BEGIN Selected extract

Abstract: Existing radiology report generation (RRG) studies mostly adopt autoregressive (AR) approaches to produce textual descriptions token-by-token for specific clinical radiographs, where they are susceptible to error propagation problems if irrelevant contents are half-way generated, leading to potential ill-presenting of precise diagnoses, especially when there exist complicated abnormalities in radiographs. Although the non-AR paradigm, e.g., diffusion model, provides an alternative solution to tackle the problem from AR by generating all contents in parallel, the mechanism of using Gaussian noise in existing diffusion models still has a significant room to improve when such models are used in particular circumstances, i.e., providing proper guidance in controlling noises in the diffusive process to ensure precise report generation. In this paper, we propose to conduct RRG with diffusion networks by controlling the noise with task-specific features, which leverages irrelevant visual and textual information as noise rather than the stochastic Gaussian noise, and allows the diffusion networks to filter particular information through iterative denoising, thus performing a precise and controlled report generation process. Experiments on IU X-Ray and MIMIC-CXR demonstrate the superiority of our approach compared to strong baselines and state-of-the-art solutions. Human evaluation and noise type analysis show that comprehensive noise control greatly helps diffusion networks to refine the generation of global and local report contents.
Primary Subject Area: [Content] Vision and Language
Secondary Subject Area: [Generation] Generative Multimedia
Relevance To Conference: This paper focuses on designing a new approach for the radiology report generation task, which aims to generate text (i.e., findings) based on the given medical image (i.e., radiograph). Our paper falls into the topic of "Vision and Language" under the "Multimedia Content Understanding" theme. Therefore, the topic of the paper matches the topics required by the ACM Multimedia conference.

END Selected extract

● **Questions**
1. According to the paper abstract, which two datasets were used in the experiments?
2. Return the paper abstract's wording from "Primary Subject Area: [Content]" up to and including "ACM Multimedia conference.".

BEGIN Dataset extract

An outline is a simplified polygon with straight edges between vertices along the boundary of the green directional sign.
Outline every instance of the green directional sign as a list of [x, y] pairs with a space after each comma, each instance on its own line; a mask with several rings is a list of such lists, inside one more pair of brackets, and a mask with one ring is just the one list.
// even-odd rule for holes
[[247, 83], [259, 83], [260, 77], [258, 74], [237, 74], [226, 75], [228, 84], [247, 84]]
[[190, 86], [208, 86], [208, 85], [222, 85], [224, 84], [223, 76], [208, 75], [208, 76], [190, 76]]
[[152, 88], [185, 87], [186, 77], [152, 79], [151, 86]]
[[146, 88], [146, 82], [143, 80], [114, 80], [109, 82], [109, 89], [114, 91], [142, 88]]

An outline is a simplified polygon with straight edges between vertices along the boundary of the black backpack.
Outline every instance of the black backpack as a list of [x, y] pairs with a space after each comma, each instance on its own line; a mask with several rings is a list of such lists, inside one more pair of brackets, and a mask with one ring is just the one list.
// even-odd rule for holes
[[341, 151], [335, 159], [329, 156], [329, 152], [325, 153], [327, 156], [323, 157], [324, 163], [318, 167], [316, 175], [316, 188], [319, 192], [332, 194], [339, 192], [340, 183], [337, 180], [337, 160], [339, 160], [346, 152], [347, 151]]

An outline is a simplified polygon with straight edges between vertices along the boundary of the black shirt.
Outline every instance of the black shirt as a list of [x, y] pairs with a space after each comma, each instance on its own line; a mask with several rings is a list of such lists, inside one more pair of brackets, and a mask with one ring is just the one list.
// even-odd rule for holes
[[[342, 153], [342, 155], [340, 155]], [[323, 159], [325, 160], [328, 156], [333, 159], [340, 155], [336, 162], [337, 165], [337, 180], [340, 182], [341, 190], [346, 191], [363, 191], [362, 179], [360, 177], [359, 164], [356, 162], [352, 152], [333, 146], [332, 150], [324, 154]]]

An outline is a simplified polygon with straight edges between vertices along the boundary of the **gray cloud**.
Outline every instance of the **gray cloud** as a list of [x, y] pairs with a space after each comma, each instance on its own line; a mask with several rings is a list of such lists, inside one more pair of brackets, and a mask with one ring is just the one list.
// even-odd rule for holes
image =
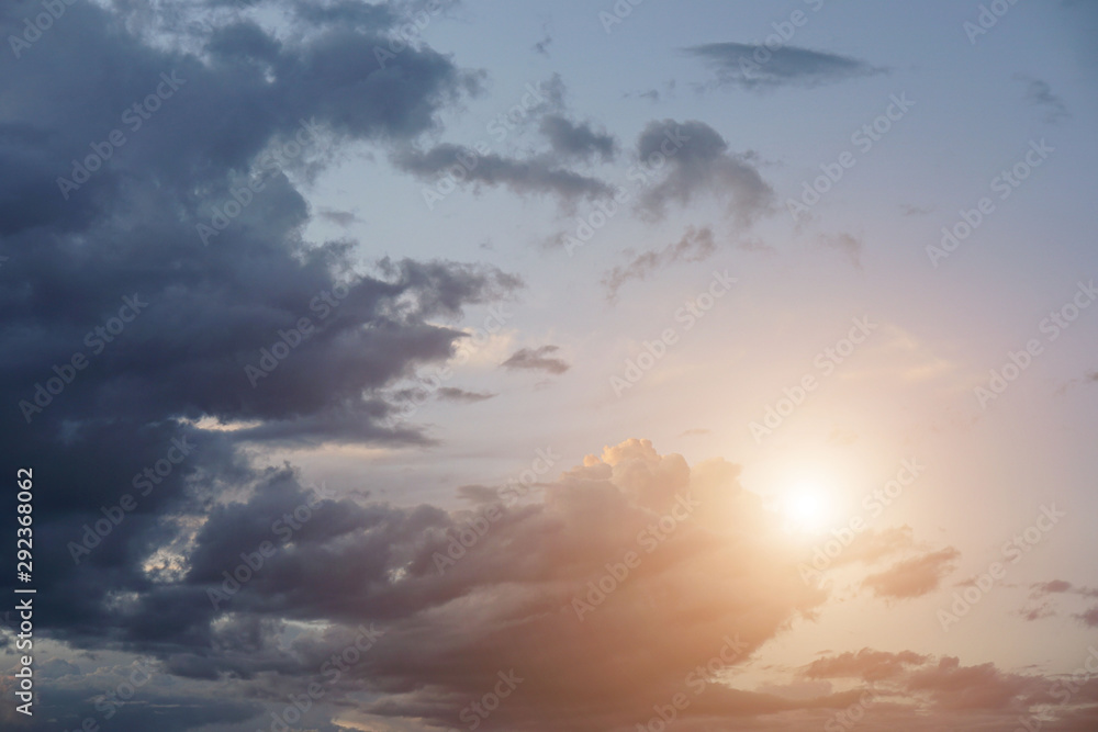
[[[459, 158], [459, 156], [461, 156]], [[475, 150], [458, 145], [437, 145], [426, 151], [406, 149], [393, 155], [394, 165], [421, 180], [436, 182], [451, 168], [461, 168], [455, 179], [471, 183], [475, 189], [504, 187], [519, 195], [551, 194], [563, 203], [581, 200], [605, 199], [612, 188], [597, 178], [559, 167], [547, 158], [517, 159], [496, 153], [479, 155]], [[460, 160], [475, 160], [475, 166], [460, 165]]]
[[1026, 101], [1045, 110], [1045, 122], [1055, 123], [1072, 116], [1064, 100], [1054, 94], [1047, 81], [1034, 79], [1024, 74], [1016, 74], [1016, 81], [1026, 85]]
[[595, 132], [589, 123], [575, 123], [560, 114], [541, 117], [541, 134], [561, 159], [590, 161], [597, 156], [603, 162], [608, 162], [617, 155], [617, 142], [613, 135]]
[[[641, 211], [660, 217], [670, 203], [687, 205], [708, 193], [725, 204], [737, 223], [748, 225], [768, 211], [774, 191], [755, 169], [750, 154], [728, 151], [720, 134], [696, 120], [649, 122], [637, 140], [637, 157], [658, 182], [640, 195]], [[659, 173], [663, 160], [665, 173]]]
[[686, 229], [679, 241], [669, 244], [662, 249], [652, 249], [637, 255], [627, 264], [620, 264], [603, 275], [603, 286], [606, 288], [606, 299], [615, 302], [618, 291], [630, 280], [643, 280], [652, 272], [663, 269], [677, 261], [702, 261], [717, 250], [713, 239], [713, 229], [705, 226]]
[[[884, 72], [850, 56], [797, 46], [770, 49], [743, 43], [709, 43], [686, 49], [716, 75], [717, 86], [766, 90], [783, 86], [816, 87]], [[763, 60], [765, 59], [765, 60]]]
[[559, 346], [520, 348], [502, 363], [507, 369], [530, 369], [552, 374], [562, 374], [571, 368], [567, 361], [550, 356], [560, 350]]

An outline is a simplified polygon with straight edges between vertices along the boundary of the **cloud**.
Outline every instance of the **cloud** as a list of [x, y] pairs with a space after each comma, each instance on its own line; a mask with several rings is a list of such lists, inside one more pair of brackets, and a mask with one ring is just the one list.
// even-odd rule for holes
[[1098, 605], [1075, 617], [1087, 628], [1098, 628]]
[[1050, 582], [1039, 582], [1030, 587], [1030, 597], [1039, 598], [1045, 595], [1072, 592], [1072, 583], [1065, 579], [1052, 579]]
[[[186, 577], [235, 562], [221, 564], [232, 556], [217, 554], [203, 527], [238, 530], [239, 541], [269, 533], [270, 521], [257, 523], [276, 518], [264, 500], [224, 516], [217, 506], [255, 492], [292, 510], [304, 495], [253, 464], [251, 451], [425, 442], [415, 425], [385, 426], [381, 394], [452, 356], [464, 308], [519, 286], [493, 267], [372, 262], [358, 241], [304, 237], [303, 171], [345, 144], [418, 139], [478, 83], [425, 44], [380, 68], [372, 48], [388, 45], [389, 15], [354, 8], [365, 13], [354, 22], [290, 15], [278, 38], [219, 14], [201, 46], [182, 50], [127, 32], [98, 3], [76, 3], [35, 53], [0, 69], [10, 100], [0, 124], [0, 256], [10, 257], [0, 430], [5, 466], [14, 470], [16, 457], [53, 466], [56, 484], [35, 502], [35, 529], [48, 537], [35, 581], [52, 601], [35, 620], [57, 643], [158, 647], [161, 661], [186, 649], [188, 667], [215, 666], [198, 661], [216, 637], [213, 608]], [[24, 10], [0, 10], [4, 37], [22, 33]], [[147, 119], [123, 116], [169, 89], [166, 76], [173, 91], [156, 110], [142, 108]], [[114, 129], [124, 143], [107, 142]], [[74, 159], [111, 145], [77, 190], [58, 188], [58, 177], [82, 179]], [[270, 165], [276, 151], [285, 153], [282, 165]], [[238, 215], [213, 228], [227, 202], [240, 204]], [[203, 241], [200, 226], [216, 234]], [[54, 365], [66, 374], [60, 391]], [[37, 387], [46, 383], [52, 392]], [[244, 427], [197, 426], [209, 423]], [[128, 513], [119, 508], [127, 495]], [[15, 515], [14, 495], [0, 510]], [[89, 527], [104, 510], [123, 518], [101, 537]], [[321, 516], [317, 526], [328, 520]], [[0, 560], [12, 577], [9, 562]], [[221, 709], [226, 723], [254, 709], [205, 702], [197, 709]], [[178, 716], [191, 727], [214, 717]]]
[[[504, 187], [519, 195], [550, 194], [563, 203], [581, 200], [605, 199], [613, 189], [604, 181], [559, 167], [546, 158], [518, 159], [496, 153], [479, 155], [475, 150], [458, 145], [442, 144], [429, 150], [406, 149], [393, 155], [394, 165], [408, 173], [428, 182], [437, 182], [444, 174], [462, 184], [481, 187]], [[473, 160], [475, 165], [463, 165], [461, 160]], [[452, 170], [460, 169], [460, 173]]]
[[538, 348], [520, 348], [512, 353], [502, 365], [507, 369], [533, 369], [551, 374], [562, 374], [571, 367], [563, 359], [549, 356], [560, 350], [559, 346], [540, 346]]
[[628, 264], [619, 264], [606, 272], [602, 281], [603, 286], [606, 288], [606, 299], [615, 302], [618, 291], [630, 280], [643, 280], [652, 272], [676, 261], [702, 261], [716, 250], [717, 245], [713, 240], [713, 229], [708, 226], [701, 229], [691, 226], [679, 241], [669, 244], [662, 249], [652, 249], [637, 255]]
[[662, 178], [652, 173], [658, 182], [640, 196], [650, 216], [659, 218], [668, 204], [685, 206], [702, 193], [721, 201], [741, 225], [771, 207], [774, 191], [752, 165], [753, 156], [729, 153], [725, 138], [704, 122], [649, 122], [637, 139], [637, 157], [650, 169], [666, 167]]
[[453, 386], [442, 386], [438, 390], [438, 398], [441, 402], [483, 402], [490, 399], [496, 394], [491, 394], [489, 392], [469, 392], [463, 388], [456, 388]]
[[617, 155], [613, 135], [595, 132], [589, 123], [575, 123], [560, 114], [541, 117], [541, 134], [561, 159], [590, 161], [597, 156], [603, 162], [609, 162]]
[[747, 90], [817, 87], [884, 72], [858, 58], [797, 46], [771, 49], [743, 43], [709, 43], [686, 48], [686, 53], [705, 61], [716, 75], [716, 86]]
[[552, 45], [552, 34], [549, 33], [548, 24], [542, 25], [541, 31], [545, 33], [545, 36], [534, 44], [534, 50], [549, 58], [549, 46]]
[[820, 243], [825, 247], [836, 249], [844, 255], [850, 260], [850, 263], [854, 266], [854, 269], [862, 269], [862, 249], [864, 245], [859, 237], [841, 232], [839, 234], [820, 236]]
[[1067, 110], [1067, 105], [1064, 104], [1064, 100], [1053, 93], [1052, 87], [1049, 86], [1047, 81], [1034, 79], [1024, 74], [1016, 74], [1013, 78], [1016, 81], [1021, 81], [1026, 85], [1026, 101], [1033, 106], [1040, 106], [1045, 110], [1045, 122], [1056, 123], [1072, 116], [1072, 113]]
[[877, 597], [908, 599], [938, 589], [941, 581], [953, 571], [961, 552], [952, 547], [905, 560], [888, 570], [867, 576], [863, 587]]
[[879, 682], [894, 678], [908, 666], [919, 666], [929, 656], [911, 651], [887, 653], [862, 649], [856, 653], [842, 653], [838, 656], [819, 658], [803, 671], [808, 678], [861, 678], [865, 682]]

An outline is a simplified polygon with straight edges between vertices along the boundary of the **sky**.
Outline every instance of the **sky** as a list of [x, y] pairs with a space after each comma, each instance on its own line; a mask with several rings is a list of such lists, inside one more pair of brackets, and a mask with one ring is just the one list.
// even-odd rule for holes
[[0, 30], [3, 729], [1098, 729], [1093, 3]]

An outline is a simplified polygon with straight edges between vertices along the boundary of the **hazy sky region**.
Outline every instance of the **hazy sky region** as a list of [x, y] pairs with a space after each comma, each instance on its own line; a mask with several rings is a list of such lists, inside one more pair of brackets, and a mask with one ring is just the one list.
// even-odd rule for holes
[[1098, 729], [1098, 4], [0, 26], [0, 728]]

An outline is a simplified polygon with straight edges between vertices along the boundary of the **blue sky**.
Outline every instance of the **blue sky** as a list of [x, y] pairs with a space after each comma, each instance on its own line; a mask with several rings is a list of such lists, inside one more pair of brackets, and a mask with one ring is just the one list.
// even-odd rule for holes
[[44, 7], [5, 724], [1094, 729], [1090, 5]]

END Dataset extract

● **Task answers**
1. IU X-Ray and MIMIC-CXR.

2.
Primary Subject Area: [Content] Vision and Language
Secondary Subject Area: [Generation] Generative Multimedia
Relevance To Conference: This paper focuses on designing a new approach for the radiology report generation task, which aims to generate text (i.e., findings) based on the given medical image (i.e., radiograph). Our paper falls into the topic of "Vision and Language" under the "Multimedia Content Understanding" theme. Therefore, the topic of the paper matches the topics required by the ACM Multimedia conference.